_WHAT THE TASK REQUIRES_
Print the listing below exactly.

_SUPPLIED MATERIAL_

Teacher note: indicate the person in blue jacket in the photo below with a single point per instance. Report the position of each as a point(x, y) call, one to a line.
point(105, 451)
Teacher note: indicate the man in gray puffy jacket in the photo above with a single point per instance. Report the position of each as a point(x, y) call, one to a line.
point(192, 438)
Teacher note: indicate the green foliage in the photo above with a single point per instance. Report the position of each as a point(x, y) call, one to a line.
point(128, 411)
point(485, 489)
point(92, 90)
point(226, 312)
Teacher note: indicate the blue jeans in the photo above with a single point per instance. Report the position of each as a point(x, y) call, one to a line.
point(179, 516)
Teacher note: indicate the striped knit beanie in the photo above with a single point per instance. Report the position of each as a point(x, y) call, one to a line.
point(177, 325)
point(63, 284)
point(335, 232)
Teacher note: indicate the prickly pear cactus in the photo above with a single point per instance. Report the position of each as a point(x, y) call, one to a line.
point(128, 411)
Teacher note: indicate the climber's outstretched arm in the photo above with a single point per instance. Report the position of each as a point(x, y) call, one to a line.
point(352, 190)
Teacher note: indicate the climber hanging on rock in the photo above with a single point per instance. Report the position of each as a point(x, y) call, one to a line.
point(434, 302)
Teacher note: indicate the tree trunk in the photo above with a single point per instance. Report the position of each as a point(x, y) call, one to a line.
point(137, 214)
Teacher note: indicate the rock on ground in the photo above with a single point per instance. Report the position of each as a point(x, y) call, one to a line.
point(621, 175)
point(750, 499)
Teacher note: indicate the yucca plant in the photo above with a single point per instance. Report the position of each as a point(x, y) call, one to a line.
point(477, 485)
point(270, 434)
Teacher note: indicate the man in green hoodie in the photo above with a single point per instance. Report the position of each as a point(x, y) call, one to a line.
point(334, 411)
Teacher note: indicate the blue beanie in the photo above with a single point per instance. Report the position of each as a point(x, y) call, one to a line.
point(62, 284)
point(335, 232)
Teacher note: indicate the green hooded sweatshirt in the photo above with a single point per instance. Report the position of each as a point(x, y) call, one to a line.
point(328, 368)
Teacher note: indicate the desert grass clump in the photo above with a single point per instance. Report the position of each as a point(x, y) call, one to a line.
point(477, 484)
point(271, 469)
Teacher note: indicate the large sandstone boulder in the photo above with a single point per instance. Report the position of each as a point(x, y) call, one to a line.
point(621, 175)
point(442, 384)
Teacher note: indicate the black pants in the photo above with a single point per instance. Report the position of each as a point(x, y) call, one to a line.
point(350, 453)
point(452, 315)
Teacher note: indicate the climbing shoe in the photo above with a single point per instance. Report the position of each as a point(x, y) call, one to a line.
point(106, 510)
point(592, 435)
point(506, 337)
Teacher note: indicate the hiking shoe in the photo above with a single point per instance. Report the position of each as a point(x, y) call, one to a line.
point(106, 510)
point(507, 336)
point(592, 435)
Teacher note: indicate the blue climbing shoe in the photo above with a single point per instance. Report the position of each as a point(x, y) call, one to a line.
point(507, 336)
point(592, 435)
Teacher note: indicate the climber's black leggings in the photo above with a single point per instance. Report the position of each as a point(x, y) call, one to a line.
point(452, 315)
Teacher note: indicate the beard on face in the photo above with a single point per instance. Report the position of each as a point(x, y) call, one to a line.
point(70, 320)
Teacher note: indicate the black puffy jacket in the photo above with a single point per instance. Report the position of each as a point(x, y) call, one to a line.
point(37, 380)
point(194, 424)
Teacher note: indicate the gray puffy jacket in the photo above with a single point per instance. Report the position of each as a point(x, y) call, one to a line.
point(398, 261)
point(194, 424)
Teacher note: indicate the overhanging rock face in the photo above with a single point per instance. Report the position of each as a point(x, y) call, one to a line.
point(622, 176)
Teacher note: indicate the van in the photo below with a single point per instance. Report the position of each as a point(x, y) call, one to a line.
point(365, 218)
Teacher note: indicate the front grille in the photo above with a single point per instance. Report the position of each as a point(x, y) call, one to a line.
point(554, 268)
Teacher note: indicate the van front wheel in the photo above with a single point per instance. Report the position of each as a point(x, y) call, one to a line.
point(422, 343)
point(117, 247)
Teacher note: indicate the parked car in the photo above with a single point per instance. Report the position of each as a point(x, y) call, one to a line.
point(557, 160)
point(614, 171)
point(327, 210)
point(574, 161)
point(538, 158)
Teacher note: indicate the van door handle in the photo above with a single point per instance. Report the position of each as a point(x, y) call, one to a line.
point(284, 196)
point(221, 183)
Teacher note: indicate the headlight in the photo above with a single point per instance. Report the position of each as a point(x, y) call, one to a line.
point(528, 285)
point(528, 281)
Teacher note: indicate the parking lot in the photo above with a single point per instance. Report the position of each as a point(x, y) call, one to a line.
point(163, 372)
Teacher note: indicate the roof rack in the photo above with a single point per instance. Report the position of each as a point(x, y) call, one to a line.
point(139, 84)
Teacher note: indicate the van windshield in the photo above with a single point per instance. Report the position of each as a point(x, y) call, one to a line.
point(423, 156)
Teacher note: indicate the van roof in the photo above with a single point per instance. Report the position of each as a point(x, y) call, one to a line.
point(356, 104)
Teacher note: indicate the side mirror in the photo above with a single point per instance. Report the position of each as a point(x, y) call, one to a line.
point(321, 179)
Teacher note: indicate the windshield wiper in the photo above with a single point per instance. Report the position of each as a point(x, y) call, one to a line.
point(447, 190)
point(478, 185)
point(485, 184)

_RESPONSE_
Teacher note: indicate the person in blue jacket in the photo below with a single point per instance. Report the position of each as a point(x, y) call, one to a line.
point(105, 451)
Teacher note: indicate the man in gray puffy jacket in the photo above with a single point per instance. Report the position of each as a point(x, y) call, one to a line.
point(192, 438)
Teacher note: indicate the green foliage in the photo above with a single point per instance. Report the position of each as a point(x, y) call, one to a line.
point(128, 411)
point(485, 489)
point(92, 90)
point(226, 312)
Teacher note: indicate the blue jeans in the photo above with a single point per instance. Report the position of each as a point(x, y) call, one to a line.
point(179, 516)
Teacher note: indicate the striped knit beanie in the photo above with a single point per instance. Report the position of each as a point(x, y) call, one to a line.
point(177, 325)
point(63, 284)
point(335, 232)
Teacher note: indicate the prickly pear cactus in the photo above with a single point per instance. Report the position of each as a point(x, y) call, one to a line.
point(128, 411)
Teacher note: indicate the climber's outstretched arm in the photo above with a single point per instance. Report the position of each as a point(x, y) call, one to a line.
point(352, 190)
Teacher note: indicate the climber hanging on rock in the photo above with a single point per instance. Report the position of each as a point(x, y) call, one to a line.
point(434, 302)
Teacher note: indicate the tree trunk in the photo above with a single point per instance. Report the position of each as a point(x, y) call, one to a line.
point(137, 214)
Teacher note: indicate the rock on ground in the photo above with a single point per instance. Report the position of each as a point(x, y) call, one to a line.
point(621, 175)
point(750, 499)
Teacher note: indicate the yucca plant in the photo above with a single point per instance. Report the position of each as a point(x, y) call, one to a line.
point(477, 485)
point(270, 434)
Teacher note: indicate the man in green hoodie in the photo above with a single point per instance. Report the position of each as a point(x, y) call, one to a line.
point(334, 411)
Teacher note: indicate the blue beanie in the photo above with a single point per instance. Report the position of each as a point(x, y) call, one to a line.
point(62, 284)
point(335, 232)
Teacher note: indicate the green hooded sweatshirt in the photo above with a single point per instance. Report the position of each as a point(x, y) call, one to a line.
point(328, 368)
Teacher note: indicate the desert grass clump in the photo above with a single point per instance. Report the position of each as a point(x, y) call, one to a line.
point(477, 484)
point(271, 469)
Teacher note: indicate the large sandstone boulder in the photo above with a single point per instance. Report the position of each as a point(x, y) call, one to a line.
point(621, 175)
point(442, 384)
Teacher note: indicate the black pants in the photo above with a single point per instance. Report the position of each as a point(x, y) call, one to a line.
point(350, 453)
point(452, 315)
Teacher note: indicate the climbing shoe in the photo above with a single point per instance. Report the position of each as a point(x, y) call, one to a line.
point(106, 510)
point(592, 435)
point(506, 337)
Teacher note: indicate the hiking shoe in the photo above with a single point per instance. Report the position of each as a point(x, y) call, one to a line.
point(106, 510)
point(507, 336)
point(592, 435)
Teacher note: indicate the blue climbing shoe in the photo above with a single point per instance. Report the position of each as a point(x, y) call, one to a line.
point(507, 336)
point(592, 435)
Teacher note: indicate the climber's black leggings in the photo above with a single point per instance. Report the position of each as a point(x, y) call, one to a line.
point(452, 315)
Teacher note: indicate the beard on face in the photo above with a single point per instance. Report the position of each as a point(x, y) call, one to a line.
point(70, 320)
Teacher note: indicate the black puffy jacket in the photo above with a single point per instance. Report the position of each as a point(x, y) call, one to a line.
point(37, 380)
point(194, 424)
Teacher note: indicate the gray puffy jacket in the photo above with a single point per instance. Report the position of each as a point(x, y) call, one to a line.
point(398, 261)
point(194, 424)
Teacher note: indicate the overhanging rock face in the photo above with a single point per instance. Report the position of each as a point(x, y) call, one to a line.
point(622, 176)
Teacher note: indicate the van in the photo below with a single point per instance. Report the position of each as a point(x, y) call, one to a line.
point(365, 218)
Teacher note: indicate the front grille in the photo above with a single point per instance. Report the position of each as a point(x, y) call, one to a line.
point(554, 268)
Teacher note: indicate the van front wheel in the photo above with a single point per instance. Report the position of each as a point(x, y) call, one to a line.
point(422, 343)
point(117, 247)
Teacher note: indicate the parked car in the photo above with a single point per instance. Report the position of each as a point(x, y) call, one to a line.
point(557, 160)
point(614, 171)
point(327, 210)
point(574, 161)
point(538, 158)
Teacher note: indicate the van door handle in the photo above with a single point per instance. Report the position of each as a point(x, y) call, one to a line.
point(284, 196)
point(221, 183)
Teacher note: indicate the headlight in the photo above with a single point per instance. Report the position of each as a point(x, y) call, one to a line.
point(528, 285)
point(528, 281)
Teacher note: indicate the parking lot in the photo above with a single point per instance. Report the position of each as a point(x, y) call, one to a line.
point(163, 372)
Teacher note: indicate the roof rack in the photo above with a single point per instance. Report the position of each as a point(x, y) call, one to a line.
point(139, 84)
Teacher note: indicate the van windshield in the photo above with a single point per instance. Report the position of each as a point(x, y) call, one to a line.
point(423, 156)
Teacher note: indicate the van roof in the photo above with a single point per instance. Report the position of each as a point(x, y) call, one to a line.
point(356, 104)
Teacher note: indicate the side mirror in the photo above with a single point per instance. Report the position of each as a point(x, y) call, one to a line.
point(321, 179)
Teacher note: indicate the windshield wiper in the photo above with a single point per instance. Report the position of each as a point(x, y) call, one to a line.
point(447, 190)
point(478, 185)
point(485, 184)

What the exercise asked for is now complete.